WORK TO BE COMPLETED »
Pick up the piece about bringing more diversity into clinical trials after its last sentence and keep writing it.

READING TEXT »
- - - - -
Increasing Diversity in Clinical Trials Using Deep 6 AI
Clinical research is a necessary component to developing new medical treatments, serving as the method of determining their safety and efficacy in humans. Clinical trial participants should reflect the demographic breakdown of the patients that will need those novel therapies. However, while many diseases and disorders disproportionately affect ethnic minorities, or affect people differently based on genetic makeup, minority groups are majorly underrepresented in medical research for new treatments. There are a variety of reasons for this. Principal investigators (PIs) often limit their search for study participants to their own patients that they treat regularly, rather than widening their search to reach the entirety of their health system’s patient population. Implicit bias is also an issue that still exists in healthcare, even in medical professionals, which can result in minorities not often being presented with the option to join active studies. Many other factors come into play as well such as language and cultural barriers hindering one’s ability to understand medical practices like clinical trials, lack of resources in underserved neighborhoods, limited outreach tailored to people in these communities, and so on.
One of our goals at Deep 6 AI is to help overcome this substantial lack of diversity in clinical trials. Using artificial intelligence (AI) concepts like natural language processing (NLP) and machine learning (ML), we can decrease human biases and extend trial participation opportunities to other communities to find the best-matching patients for trials. These methods can help increase diversity, equity, and inclusion to allow for more access to innovative life-saving treatments for anyone who might benefit from them.
- - - - -
DATASET SECTION »
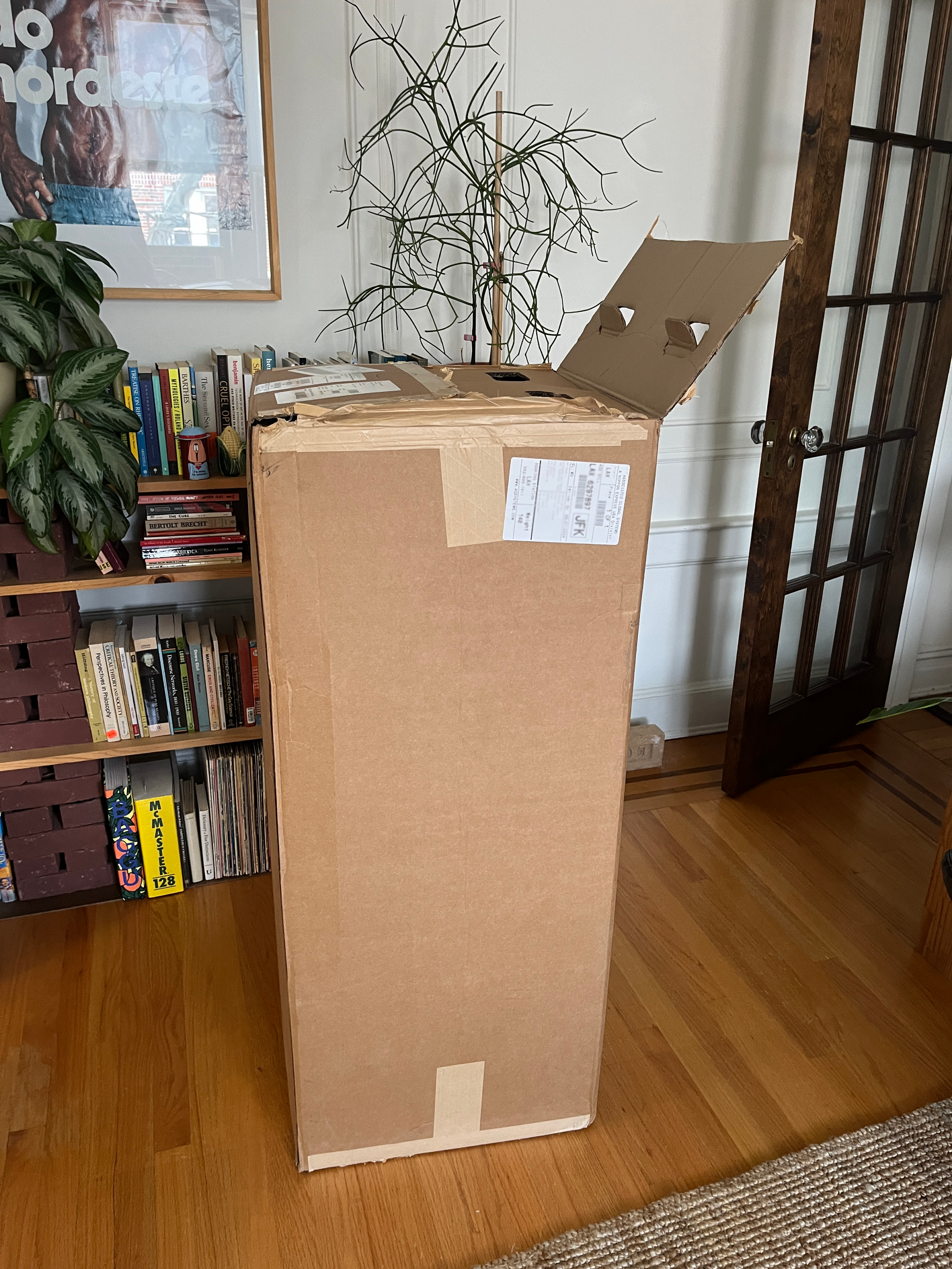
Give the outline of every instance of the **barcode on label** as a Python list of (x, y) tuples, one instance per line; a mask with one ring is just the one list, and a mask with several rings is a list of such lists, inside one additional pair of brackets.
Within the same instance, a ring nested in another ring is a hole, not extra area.
[(627, 463), (513, 458), (503, 539), (617, 546), (630, 471)]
- - - - -
ANSWER TO THE EXERCISE »
The Origins of Non-Equitable Research
Because most well-known ailments were first studied long ago with the advent of modern medical and clinical research practices, trials focused largely on white, male subjects. Historically white communities were provided with more resources, better access to medical care, and more attention from healthcare providers. In addition, there is a level of distrust in the medical and research communities from minority groups, stemming from the United States’ history of medical mistreatment of minorities (e.g., the Tuskegee Experiment). This mistreatment and distrust, and thus lack of diversity in research, has affected people of different races, ethnicities, genders, religions, sexual orientations, socioeconomic status, etc.
While ethical guidelines like the Belmont Report in 1976 and laws like the NIH Revitalization Act of 1993 have been established, clinical research has been slow to reflect North America’s overall growing diversity. As a result, even today, trial participation is not quite reflective of the demographic breakdown of the greater population. This lack of representation in research has led to negative ramifications for our current understanding of how different diseases affect different types of people, and how effectively those people are treated. Current ongoing efforts to combat this issue include the FDA’s Office of Minority Health and Health Equity’s “Diversity in Clinical Trials Initiative” and the Biden Administration’s Cancer Moonshot Initiative, which includes a focus on increasing diversity in trials.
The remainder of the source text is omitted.